Collected data entries
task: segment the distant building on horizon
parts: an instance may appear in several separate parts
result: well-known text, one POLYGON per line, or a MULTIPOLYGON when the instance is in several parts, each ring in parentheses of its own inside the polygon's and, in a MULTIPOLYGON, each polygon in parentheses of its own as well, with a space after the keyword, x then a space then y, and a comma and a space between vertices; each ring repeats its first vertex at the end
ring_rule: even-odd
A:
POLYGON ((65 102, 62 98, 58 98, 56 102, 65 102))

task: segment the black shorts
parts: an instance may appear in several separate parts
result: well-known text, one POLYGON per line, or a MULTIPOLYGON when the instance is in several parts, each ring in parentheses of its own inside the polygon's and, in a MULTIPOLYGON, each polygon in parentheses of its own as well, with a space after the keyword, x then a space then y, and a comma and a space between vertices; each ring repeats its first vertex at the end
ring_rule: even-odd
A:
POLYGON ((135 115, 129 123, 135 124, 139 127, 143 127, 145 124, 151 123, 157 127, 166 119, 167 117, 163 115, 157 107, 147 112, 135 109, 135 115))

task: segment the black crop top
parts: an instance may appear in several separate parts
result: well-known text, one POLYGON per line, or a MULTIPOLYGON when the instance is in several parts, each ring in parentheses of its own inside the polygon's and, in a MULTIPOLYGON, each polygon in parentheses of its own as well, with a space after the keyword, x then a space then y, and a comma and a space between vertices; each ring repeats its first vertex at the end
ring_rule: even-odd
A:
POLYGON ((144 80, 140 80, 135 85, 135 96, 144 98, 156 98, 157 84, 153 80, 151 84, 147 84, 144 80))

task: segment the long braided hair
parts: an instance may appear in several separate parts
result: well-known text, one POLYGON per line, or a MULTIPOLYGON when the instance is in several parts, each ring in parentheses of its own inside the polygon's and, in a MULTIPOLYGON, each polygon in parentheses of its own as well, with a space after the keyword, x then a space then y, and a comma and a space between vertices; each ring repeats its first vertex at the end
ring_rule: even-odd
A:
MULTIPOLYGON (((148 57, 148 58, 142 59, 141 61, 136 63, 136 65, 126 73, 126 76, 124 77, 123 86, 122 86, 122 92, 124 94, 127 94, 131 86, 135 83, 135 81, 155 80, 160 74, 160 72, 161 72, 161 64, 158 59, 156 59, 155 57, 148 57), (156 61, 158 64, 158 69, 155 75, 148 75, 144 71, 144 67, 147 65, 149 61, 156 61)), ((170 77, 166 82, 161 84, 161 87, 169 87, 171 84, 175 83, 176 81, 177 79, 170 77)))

Activity: Output all entries exactly as given above.

Solution for this task:
task: segment the distant building on horizon
parts: an instance may appear in several separate parts
result: well-known text, one POLYGON per line, or a MULTIPOLYGON when the instance is in several parts, each ring in parentheses of its own inside the polygon's and, in a MULTIPOLYGON, each polygon in parentheses of its own as well, with a space after the keyword, x then a space then y, and a comma and a space between vertices; each ring repeats its first vertex at the end
ring_rule: even-odd
A:
POLYGON ((65 102, 62 98, 58 98, 56 102, 65 102))

task: segment the black shorts
parts: an instance may appear in several separate parts
result: well-known text, one POLYGON per line, or a MULTIPOLYGON when the instance is in several parts, each ring in parentheses of its own inside the polygon's and, in a MULTIPOLYGON, each polygon in parentheses of its own as well, with a space after the keyword, x then a space then y, and a comma and a space between vertices; each ring repeats its first vertex at the end
ring_rule: even-odd
A:
POLYGON ((135 115, 129 123, 135 124, 139 127, 143 127, 145 124, 151 123, 157 127, 166 119, 167 117, 163 115, 157 107, 147 112, 135 109, 135 115))

task: segment the black crop top
parts: an instance may appear in several separate parts
result: well-known text, one POLYGON per line, or a MULTIPOLYGON when the instance is in several parts, each ring in parentheses of its own inside the polygon's and, in a MULTIPOLYGON, each polygon in parentheses of its own as well, with a space after the keyword, x then a space then y, and a comma and a space between vertices; each ring repeats its first vertex at the end
ring_rule: even-odd
A:
POLYGON ((144 80, 140 80, 135 85, 135 96, 144 98, 156 98, 157 84, 153 80, 151 84, 147 84, 144 80))

task: segment the long braided hair
parts: an instance may appear in several separate parts
result: well-known text, one POLYGON per line, or a MULTIPOLYGON when the instance is in several parts, each ring in parentheses of its own inside the polygon's and, in a MULTIPOLYGON, each polygon in parentheses of its own as well, with a space after the keyword, x then a space then y, and a comma and a space between vertices; each ring repeats its first vertex at the end
ring_rule: even-odd
A:
MULTIPOLYGON (((148 57, 148 58, 142 59, 141 61, 136 63, 136 65, 126 73, 126 76, 124 77, 123 86, 122 86, 122 92, 124 94, 127 94, 131 86, 135 83, 135 81, 155 80, 160 74, 160 72, 161 72, 161 64, 158 59, 156 59, 155 57, 148 57), (156 61, 158 64, 158 69, 155 75, 148 75, 144 71, 144 67, 147 65, 149 61, 156 61)), ((170 77, 166 82, 161 84, 161 87, 169 87, 171 84, 175 83, 176 81, 177 79, 170 77)))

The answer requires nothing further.